_Text passage_
BEGIN

Montmartre rests on a hill, 130 meters above the sprawling city of Paris. You don’t need a map to find it. Just look out for the very prominent Basilica du Sacré-Cœur, which majestically surveys all that lies at its feet.
The name Montmartre translates as ‘mountain of the martyr’. The name reminds France of one of its patron saints, St. Denis, who was decapitated there for his Christian beliefs in 250 AD.
What to see and do in Montmartre
Should you ever find yourself in this 18th arrondissement of Paris, the Basilica will likely be the object of your first focus. It is a dominating, white domed Catholic Cathedral that was completed only in 1919. Its construction commemorated the end of the Franco Prussian War and it sits right at the top of the hill. If you feel energetic, you can reach it by walking up a daunting number of steep steps. If you don’t feel up to that, there is a funicular railway that operates as a continuous shuttle right to the entrance. There is no charge to go into the Basilica and the journey is well worth the effort. The exquisitely decorated dome inside is magnificent. When you have finished browsing, take in the view of most of Paris spread out beneath you. On a clear day, every single well known architectural feature of the City can be surveyed from the great doors of Sacré-Cœur, it is a mesmerizing view.
At the rear of Sacré-Cœur is the much less imposing but much older church of Saint-Pierre de Montmartre. This church claims to be the birthplace of the Jesuit order of priests, an ancient component of the Catholic Church. The building rests rather like a wallflower in the shadow of the haughty Basilica.
Just a few steps from this ecclesiastical showcase of Montmartre can be found the sizzling Place du Tertre. In the summer months you will hardly be able to move due to the tourist throng. This square is awash with artists with easels plying their trade. They rent their confined patches by the square meter and are all genuinely very talented. Most are happy to chat and describe their renowned artistic backgrounds including some who’ve been cartoonists for many of the most famous global news journals. You can have your portrait drawn or painted either as an accurate representation or as a caricature which takes about 20 minutes and makes for a splendid souvenir. Expect to pay 60 to 80 Euros but you must agree the charge before it is started. Most of the artists have not lost a sharp eye for a bit of profit.
The Place du Tertre is lined on all four sides by the most instantly recognizable of Parisian Cafes and Bistros. Once again, during the summer months, they are all packed with tourists enjoying the ambience. The sight and delicious smells are an experience to relish. The word ‘Bistro’ is very much a French expression for a light cafe. Montmartre was occupied by Russian soldiers during the course of the battle of Paris in 1814. Before going into any scuffle they needed a fast drink of something strong. They would go into the little restaurants and demand a ‘Bystro’. This word meant ‘quick’ in Russian, short for a demand for a quick drink. The French word Bistro has stuck.

END

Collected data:
BEGIN

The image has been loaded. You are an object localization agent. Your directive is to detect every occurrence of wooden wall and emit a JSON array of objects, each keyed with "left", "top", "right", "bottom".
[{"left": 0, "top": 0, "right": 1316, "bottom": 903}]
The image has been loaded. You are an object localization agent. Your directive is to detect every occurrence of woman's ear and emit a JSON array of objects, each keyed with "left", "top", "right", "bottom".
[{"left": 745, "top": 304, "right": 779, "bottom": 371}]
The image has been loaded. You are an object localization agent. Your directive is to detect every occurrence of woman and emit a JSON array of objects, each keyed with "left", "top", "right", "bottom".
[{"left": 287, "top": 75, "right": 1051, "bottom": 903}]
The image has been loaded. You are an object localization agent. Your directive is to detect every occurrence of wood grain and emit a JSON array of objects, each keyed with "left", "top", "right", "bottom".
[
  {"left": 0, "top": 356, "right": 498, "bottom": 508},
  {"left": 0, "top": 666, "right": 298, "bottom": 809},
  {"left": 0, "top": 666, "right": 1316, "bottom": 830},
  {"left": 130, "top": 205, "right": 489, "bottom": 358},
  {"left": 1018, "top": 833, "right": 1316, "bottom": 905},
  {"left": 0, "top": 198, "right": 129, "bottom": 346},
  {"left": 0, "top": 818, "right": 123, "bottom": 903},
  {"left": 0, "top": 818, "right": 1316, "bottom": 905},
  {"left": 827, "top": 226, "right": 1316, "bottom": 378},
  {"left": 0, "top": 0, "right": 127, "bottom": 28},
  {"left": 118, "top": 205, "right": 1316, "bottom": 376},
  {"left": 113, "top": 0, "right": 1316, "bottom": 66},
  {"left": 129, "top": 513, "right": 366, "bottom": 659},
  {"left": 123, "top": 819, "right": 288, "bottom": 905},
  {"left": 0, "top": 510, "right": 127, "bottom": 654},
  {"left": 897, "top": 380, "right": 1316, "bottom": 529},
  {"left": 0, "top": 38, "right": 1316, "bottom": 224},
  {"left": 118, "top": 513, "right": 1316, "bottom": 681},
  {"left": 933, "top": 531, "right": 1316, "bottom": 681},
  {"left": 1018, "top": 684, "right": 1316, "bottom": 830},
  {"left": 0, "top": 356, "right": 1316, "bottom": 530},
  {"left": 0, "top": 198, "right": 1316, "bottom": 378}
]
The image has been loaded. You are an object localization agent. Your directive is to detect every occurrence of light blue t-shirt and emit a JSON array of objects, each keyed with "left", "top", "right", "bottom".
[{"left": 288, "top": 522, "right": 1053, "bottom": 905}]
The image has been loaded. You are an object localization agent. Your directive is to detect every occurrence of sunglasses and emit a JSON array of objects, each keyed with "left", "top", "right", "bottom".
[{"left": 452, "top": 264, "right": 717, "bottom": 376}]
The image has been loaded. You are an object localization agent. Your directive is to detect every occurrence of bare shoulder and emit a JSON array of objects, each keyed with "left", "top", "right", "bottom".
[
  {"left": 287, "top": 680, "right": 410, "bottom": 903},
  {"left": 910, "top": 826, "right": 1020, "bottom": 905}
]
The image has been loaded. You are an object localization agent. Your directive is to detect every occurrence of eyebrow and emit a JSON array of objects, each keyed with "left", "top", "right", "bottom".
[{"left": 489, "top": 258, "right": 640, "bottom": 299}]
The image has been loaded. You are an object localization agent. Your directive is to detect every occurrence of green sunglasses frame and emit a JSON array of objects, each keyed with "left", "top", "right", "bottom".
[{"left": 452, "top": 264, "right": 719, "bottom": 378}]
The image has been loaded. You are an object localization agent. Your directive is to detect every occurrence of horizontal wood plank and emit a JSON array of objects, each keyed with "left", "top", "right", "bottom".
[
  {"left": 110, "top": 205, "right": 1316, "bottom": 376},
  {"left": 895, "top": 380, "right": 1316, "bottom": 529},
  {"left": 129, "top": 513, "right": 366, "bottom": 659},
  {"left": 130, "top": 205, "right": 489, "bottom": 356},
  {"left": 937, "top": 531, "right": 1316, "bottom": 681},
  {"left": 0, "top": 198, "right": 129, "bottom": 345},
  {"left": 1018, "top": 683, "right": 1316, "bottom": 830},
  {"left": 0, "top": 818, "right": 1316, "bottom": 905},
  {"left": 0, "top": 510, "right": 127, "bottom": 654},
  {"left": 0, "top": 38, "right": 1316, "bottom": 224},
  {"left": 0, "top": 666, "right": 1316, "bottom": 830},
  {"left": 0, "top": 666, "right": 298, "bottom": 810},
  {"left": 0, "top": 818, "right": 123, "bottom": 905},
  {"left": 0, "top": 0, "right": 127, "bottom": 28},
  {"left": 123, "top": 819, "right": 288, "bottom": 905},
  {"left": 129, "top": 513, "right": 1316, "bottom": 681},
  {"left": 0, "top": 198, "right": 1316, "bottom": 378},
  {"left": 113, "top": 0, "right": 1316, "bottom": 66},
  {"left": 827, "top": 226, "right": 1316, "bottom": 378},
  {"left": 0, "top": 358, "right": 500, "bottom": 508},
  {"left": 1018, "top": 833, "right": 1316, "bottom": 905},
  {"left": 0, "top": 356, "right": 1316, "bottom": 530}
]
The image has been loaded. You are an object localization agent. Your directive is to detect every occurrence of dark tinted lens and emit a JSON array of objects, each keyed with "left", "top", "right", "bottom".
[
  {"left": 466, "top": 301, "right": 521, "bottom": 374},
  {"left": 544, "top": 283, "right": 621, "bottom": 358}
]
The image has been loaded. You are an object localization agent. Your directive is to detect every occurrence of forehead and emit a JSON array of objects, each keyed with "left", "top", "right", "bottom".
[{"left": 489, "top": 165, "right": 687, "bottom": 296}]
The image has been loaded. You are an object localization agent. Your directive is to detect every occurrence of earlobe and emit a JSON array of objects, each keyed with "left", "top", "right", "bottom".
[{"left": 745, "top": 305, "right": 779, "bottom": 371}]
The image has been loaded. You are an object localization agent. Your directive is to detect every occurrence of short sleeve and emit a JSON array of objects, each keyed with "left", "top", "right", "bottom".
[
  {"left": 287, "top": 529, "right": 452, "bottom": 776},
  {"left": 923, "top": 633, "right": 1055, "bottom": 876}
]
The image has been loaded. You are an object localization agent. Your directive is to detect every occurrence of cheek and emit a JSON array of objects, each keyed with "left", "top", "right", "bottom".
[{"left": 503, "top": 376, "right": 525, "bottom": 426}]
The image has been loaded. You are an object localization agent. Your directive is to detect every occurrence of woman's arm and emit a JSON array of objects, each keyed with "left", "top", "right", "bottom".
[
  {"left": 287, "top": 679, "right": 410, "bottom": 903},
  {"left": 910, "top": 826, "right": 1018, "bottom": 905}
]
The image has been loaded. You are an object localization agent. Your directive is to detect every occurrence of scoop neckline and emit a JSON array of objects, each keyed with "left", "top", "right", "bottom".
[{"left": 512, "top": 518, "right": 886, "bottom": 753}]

END

_Required work_
Reproduce the Montmartre passage word for word from "Montmartre rests on" to "at its feet.".

_Problem solution_
Montmartre rests on a hill, 130 meters above the sprawling city of Paris. You don’t need a map to find it. Just look out for the very prominent Basilica du Sacré-Cœur, which majestically surveys all that lies at its feet.